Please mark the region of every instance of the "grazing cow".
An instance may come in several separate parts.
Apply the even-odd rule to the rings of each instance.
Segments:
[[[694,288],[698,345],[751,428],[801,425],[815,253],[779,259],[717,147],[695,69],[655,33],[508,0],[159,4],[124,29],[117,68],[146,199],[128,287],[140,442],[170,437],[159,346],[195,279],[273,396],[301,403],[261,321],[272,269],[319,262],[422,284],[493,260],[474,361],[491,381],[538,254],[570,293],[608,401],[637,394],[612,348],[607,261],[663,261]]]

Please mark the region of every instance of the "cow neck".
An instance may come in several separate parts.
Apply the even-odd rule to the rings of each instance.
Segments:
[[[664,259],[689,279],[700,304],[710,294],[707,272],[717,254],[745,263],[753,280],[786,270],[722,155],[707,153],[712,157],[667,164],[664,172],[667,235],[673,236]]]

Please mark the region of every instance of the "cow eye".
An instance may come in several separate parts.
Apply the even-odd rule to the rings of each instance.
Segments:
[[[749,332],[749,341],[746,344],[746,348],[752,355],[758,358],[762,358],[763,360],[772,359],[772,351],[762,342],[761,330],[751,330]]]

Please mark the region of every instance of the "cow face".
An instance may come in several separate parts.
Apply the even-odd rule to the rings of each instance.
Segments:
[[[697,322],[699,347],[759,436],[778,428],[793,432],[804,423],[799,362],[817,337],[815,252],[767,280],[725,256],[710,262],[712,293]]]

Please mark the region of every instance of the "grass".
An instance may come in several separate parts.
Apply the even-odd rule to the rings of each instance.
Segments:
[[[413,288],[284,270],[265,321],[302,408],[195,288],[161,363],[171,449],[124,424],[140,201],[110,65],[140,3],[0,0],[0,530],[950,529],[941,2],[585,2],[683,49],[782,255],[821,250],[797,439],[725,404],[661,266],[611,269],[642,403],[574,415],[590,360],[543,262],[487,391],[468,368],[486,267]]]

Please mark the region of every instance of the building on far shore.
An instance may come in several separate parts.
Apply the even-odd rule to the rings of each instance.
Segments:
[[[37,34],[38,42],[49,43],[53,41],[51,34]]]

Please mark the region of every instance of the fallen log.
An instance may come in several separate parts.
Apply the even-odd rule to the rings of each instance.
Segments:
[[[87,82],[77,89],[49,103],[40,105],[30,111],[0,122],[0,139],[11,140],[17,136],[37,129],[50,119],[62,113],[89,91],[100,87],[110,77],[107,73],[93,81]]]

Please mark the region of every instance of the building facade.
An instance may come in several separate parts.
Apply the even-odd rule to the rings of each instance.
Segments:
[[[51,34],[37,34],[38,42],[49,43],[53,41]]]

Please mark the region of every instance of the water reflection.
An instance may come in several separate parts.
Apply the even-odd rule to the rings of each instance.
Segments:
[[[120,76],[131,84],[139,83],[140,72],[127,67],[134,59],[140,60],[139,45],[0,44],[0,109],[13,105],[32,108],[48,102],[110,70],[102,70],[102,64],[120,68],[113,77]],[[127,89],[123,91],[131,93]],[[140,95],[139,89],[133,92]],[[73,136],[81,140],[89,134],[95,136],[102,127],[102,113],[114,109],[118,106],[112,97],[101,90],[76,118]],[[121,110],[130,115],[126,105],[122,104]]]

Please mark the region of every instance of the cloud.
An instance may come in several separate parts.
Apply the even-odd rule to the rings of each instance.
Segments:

CHALLENGE >>
Reproduce every one of the records above line for line, keeping each character unchanged.

EXPECTED OUTPUT >>
Please mark the region of every instance of the "grazing cow".
An instance may come in several separate parts.
Apply the even-odd rule to the rings of each instance.
Segments:
[[[694,288],[698,345],[751,428],[801,425],[815,253],[779,259],[717,147],[695,69],[655,33],[508,0],[159,4],[124,29],[117,68],[146,199],[128,287],[140,442],[170,437],[159,346],[195,279],[273,396],[301,403],[261,321],[272,269],[319,262],[422,284],[493,260],[474,361],[491,381],[538,254],[570,293],[608,401],[637,394],[612,348],[607,261],[663,261]]]

Please mark the region of every instance of the "cow neck".
An instance may come in several separate parts.
Apply the even-odd rule to the rings of each instance.
Segments:
[[[664,259],[689,279],[700,304],[710,294],[707,272],[717,254],[745,263],[753,280],[786,270],[722,155],[707,153],[712,157],[667,164],[664,172],[667,235],[673,236]]]

Please mark the region of every instance of the "cow eye".
An instance may come in several separate parts.
Apply the even-odd rule to the rings of each instance.
Segments:
[[[749,332],[749,341],[746,344],[746,348],[752,355],[758,358],[762,358],[763,360],[772,359],[772,351],[762,342],[761,330],[751,330]]]

Please mark the region of every instance of the "cow face".
An instance may come in several separate parts.
Apply the even-odd rule to the rings of each instance.
Segments:
[[[697,322],[699,347],[759,436],[778,428],[793,432],[804,423],[799,362],[817,337],[815,252],[767,280],[725,256],[710,262],[712,293]]]

Please mark the region of every instance of the "grass".
An instance may come in several separate parts.
Apply the even-odd rule to the rings of each instance.
Segments:
[[[413,288],[284,270],[265,321],[302,408],[195,288],[161,363],[171,449],[124,424],[140,201],[110,65],[140,3],[0,0],[0,530],[950,529],[941,2],[585,2],[683,49],[782,255],[821,250],[797,439],[725,404],[661,266],[611,269],[642,403],[574,415],[590,360],[543,262],[487,391],[468,368],[486,267]]]

Please mark the region of every instance of the building on far shore.
An instance may come in several separate parts.
Apply the even-odd rule to the rings of each instance.
Segments:
[[[37,34],[38,42],[49,43],[53,41],[51,34]]]

Please mark the region of every instance of the fallen log.
An instance may come in several separate parts.
Apply the even-odd rule to the rings of each instance.
Segments:
[[[87,82],[77,89],[49,103],[40,105],[30,111],[0,122],[0,139],[11,140],[17,136],[37,129],[50,119],[62,113],[89,91],[100,87],[110,77],[107,73],[93,81]]]

Please mark the region of every instance of the building facade.
An instance may come in several separate parts.
Apply the even-odd rule to the rings of each instance.
Segments:
[[[51,34],[37,34],[38,42],[49,43],[53,41]]]

Please mark the region of every instance of the water reflection.
An instance may come in several separate parts.
Apply the even-odd rule to the rings of each instance.
Segments:
[[[120,76],[131,84],[139,83],[140,72],[127,67],[134,59],[140,60],[139,45],[0,44],[0,109],[13,105],[32,108],[48,102],[110,70],[102,70],[102,64],[120,68],[113,77]],[[127,89],[123,91],[131,93]],[[140,95],[139,89],[133,92]],[[73,136],[81,140],[89,134],[95,136],[102,127],[102,113],[114,109],[118,106],[112,97],[101,90],[76,118]],[[121,110],[130,115],[126,105],[122,104]]]

Please mark the region of every instance of the cloud.
An instance may come in several separate parts.
Apply the even-odd rule to the rings of each instance.
Segments:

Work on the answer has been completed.